* DATA ENTRIES

····················

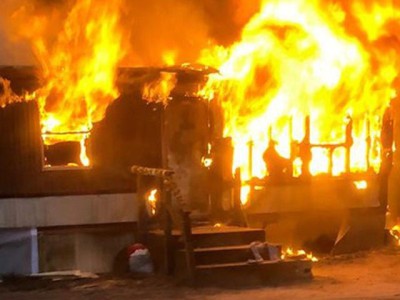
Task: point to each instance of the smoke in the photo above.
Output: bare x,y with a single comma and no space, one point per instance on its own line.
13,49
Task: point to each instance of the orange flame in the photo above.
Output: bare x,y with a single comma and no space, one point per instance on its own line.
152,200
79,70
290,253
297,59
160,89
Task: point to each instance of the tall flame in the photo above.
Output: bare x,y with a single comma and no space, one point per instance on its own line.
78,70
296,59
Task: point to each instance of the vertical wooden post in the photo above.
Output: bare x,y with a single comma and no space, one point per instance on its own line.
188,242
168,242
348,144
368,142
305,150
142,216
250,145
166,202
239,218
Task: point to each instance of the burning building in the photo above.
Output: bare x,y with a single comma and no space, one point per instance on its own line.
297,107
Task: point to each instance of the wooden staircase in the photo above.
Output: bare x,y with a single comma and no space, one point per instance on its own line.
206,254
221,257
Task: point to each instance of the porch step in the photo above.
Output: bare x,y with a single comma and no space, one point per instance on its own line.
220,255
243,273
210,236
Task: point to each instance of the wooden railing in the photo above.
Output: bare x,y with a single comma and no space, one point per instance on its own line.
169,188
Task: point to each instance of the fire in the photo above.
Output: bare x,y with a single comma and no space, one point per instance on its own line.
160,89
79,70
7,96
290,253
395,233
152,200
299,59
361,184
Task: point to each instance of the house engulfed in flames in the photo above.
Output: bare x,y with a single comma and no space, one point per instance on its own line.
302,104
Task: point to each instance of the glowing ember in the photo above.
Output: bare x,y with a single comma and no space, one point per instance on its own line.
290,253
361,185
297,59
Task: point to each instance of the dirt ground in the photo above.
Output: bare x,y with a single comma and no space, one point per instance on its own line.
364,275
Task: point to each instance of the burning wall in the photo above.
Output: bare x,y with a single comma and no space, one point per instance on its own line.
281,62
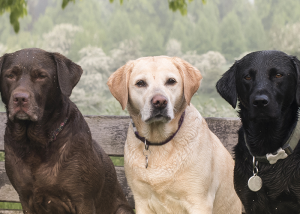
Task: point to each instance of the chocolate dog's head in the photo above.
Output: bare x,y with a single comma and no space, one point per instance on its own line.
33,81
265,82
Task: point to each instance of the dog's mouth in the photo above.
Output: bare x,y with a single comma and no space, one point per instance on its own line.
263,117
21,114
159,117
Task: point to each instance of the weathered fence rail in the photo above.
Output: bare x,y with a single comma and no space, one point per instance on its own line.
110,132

····················

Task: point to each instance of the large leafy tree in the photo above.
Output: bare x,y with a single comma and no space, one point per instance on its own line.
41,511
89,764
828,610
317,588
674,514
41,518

····················

Copy every line above that contains the string "wooden".

Task: point to each instance of the vertical wooden post in the photo above.
Task: point to each instance of the wooden staircase in the photo above.
Task: point to each instance of the wooden railing in the photo above.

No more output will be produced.